▶ **Source extract**
*** Begin section ***

Even in communities hardest hit by the effects of COVID-19, a constant safe haven exists. Seniors have continued to rely on pharmacists as a trusted source of care and support to manage their health. The pandemic exposed how fragile our healthcare system is and demonstrated how essential pharmacists are to bridging gaps in access for older Americans. 

But those lessons are lost if we fail to ensure that older Americans have continued access to pharmacist services beyond COVID-19. Congress has the opportunity to ensure seniors maintain access to tests, vaccines and treatments from pharmacists now and in the future — something the overwhelming majority of older Americans agree needs to happen now.

The pandemic has taken the greatest toll on older adults. Those 65 and older account for 16 percent of the U.S. population but 80 percent of all COVID-19 deaths. Research had found that transportation barriers to health are significant for older adults and can prevent access to essential services, which was made more critical at the height of the pandemic when tests and then vaccines were made available to seniors in their communities. 

Pharmacists have been essential in protecting seniors from COVID-19 at those moments and ensuring older Americans can manage their health during the pandemic, including the 85 percent of adults 65 and older who have at least one chronic condition such as diabetes, arthritis and hypertension.

*** End section ***

Region pointing data

*** Begin section ***

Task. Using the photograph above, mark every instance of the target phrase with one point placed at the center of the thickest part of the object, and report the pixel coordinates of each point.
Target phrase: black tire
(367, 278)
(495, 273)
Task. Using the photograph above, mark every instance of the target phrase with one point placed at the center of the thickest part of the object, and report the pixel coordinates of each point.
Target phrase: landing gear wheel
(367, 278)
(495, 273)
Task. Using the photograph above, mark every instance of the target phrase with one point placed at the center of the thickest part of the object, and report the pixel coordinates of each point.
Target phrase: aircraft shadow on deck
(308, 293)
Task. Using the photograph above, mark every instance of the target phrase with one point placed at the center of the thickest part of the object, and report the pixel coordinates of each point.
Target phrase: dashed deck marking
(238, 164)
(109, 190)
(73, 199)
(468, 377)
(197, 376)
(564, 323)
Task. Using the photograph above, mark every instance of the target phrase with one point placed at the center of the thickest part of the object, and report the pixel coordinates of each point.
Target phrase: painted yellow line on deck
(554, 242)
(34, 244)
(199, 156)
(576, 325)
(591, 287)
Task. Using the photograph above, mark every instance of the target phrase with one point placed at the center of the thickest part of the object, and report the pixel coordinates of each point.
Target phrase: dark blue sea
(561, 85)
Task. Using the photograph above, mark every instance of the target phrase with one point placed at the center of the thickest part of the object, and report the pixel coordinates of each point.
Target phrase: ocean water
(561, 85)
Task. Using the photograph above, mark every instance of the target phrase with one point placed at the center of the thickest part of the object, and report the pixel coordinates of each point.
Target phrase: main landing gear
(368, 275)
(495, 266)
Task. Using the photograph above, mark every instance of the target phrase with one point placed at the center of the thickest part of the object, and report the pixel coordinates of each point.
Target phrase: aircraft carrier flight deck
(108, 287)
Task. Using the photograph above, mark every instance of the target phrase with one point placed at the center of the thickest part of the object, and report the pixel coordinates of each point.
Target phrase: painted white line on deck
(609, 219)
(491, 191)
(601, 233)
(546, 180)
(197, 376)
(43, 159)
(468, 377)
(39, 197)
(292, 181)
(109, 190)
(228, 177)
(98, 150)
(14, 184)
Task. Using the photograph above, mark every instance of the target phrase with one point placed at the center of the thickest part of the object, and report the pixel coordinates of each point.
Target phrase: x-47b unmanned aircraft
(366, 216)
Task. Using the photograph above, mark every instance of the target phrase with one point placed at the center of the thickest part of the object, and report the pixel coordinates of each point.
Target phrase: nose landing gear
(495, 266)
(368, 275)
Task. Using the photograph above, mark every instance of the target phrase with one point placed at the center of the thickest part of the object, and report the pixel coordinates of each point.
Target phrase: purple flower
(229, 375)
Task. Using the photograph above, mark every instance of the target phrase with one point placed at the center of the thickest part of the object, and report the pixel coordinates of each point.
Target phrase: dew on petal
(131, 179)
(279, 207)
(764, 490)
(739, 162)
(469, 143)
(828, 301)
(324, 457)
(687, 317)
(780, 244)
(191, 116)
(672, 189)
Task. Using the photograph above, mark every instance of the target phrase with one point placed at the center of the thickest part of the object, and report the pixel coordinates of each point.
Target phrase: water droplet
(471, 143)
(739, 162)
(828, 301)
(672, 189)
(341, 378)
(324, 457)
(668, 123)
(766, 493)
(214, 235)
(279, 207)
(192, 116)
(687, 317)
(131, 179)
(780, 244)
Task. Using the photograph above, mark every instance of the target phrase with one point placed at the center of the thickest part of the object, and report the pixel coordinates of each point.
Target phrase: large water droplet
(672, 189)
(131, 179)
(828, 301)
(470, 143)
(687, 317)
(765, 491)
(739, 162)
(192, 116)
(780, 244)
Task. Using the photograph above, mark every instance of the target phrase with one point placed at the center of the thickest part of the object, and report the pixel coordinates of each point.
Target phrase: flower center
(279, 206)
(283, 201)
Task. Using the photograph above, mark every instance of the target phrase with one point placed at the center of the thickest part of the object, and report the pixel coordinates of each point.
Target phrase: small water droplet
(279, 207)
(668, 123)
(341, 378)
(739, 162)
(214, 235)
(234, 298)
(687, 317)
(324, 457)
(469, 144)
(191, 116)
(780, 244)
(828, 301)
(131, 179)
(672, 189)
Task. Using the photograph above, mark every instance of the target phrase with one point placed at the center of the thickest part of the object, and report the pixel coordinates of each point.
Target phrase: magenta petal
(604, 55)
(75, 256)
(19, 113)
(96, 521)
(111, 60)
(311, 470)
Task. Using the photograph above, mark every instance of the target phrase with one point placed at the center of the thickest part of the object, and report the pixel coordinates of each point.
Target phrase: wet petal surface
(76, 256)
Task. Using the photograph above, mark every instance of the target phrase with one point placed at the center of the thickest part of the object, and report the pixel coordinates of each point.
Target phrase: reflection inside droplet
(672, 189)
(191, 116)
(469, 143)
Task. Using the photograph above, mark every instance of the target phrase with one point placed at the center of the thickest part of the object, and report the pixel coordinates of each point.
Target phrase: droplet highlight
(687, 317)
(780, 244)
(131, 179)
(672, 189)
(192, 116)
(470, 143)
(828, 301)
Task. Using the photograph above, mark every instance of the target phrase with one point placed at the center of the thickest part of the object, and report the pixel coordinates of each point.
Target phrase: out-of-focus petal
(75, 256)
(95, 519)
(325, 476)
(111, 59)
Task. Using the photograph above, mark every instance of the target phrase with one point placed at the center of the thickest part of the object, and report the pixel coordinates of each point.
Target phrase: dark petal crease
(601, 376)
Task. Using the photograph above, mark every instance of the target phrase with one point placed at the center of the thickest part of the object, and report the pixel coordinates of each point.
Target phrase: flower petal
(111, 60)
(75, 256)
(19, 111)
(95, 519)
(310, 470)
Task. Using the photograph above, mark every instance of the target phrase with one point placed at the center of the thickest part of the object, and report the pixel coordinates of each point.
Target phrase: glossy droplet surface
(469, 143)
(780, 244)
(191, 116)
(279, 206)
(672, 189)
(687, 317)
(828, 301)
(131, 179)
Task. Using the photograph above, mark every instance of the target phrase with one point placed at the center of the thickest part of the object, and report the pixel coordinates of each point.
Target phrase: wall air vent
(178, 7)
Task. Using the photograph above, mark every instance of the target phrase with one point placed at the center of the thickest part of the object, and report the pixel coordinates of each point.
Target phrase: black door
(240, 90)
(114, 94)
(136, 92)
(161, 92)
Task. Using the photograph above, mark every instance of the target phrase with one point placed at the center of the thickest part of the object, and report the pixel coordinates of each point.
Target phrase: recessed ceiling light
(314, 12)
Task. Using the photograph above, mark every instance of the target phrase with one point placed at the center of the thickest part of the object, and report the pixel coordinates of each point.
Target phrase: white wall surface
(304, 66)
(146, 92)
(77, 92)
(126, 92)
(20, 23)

*** End section ***

▶ **Description of the task**
List every chronic condition named in the text on pharmacists and older Americans.

▶ **Response for this exercise**
Diabetes, arthritis, and hypertension.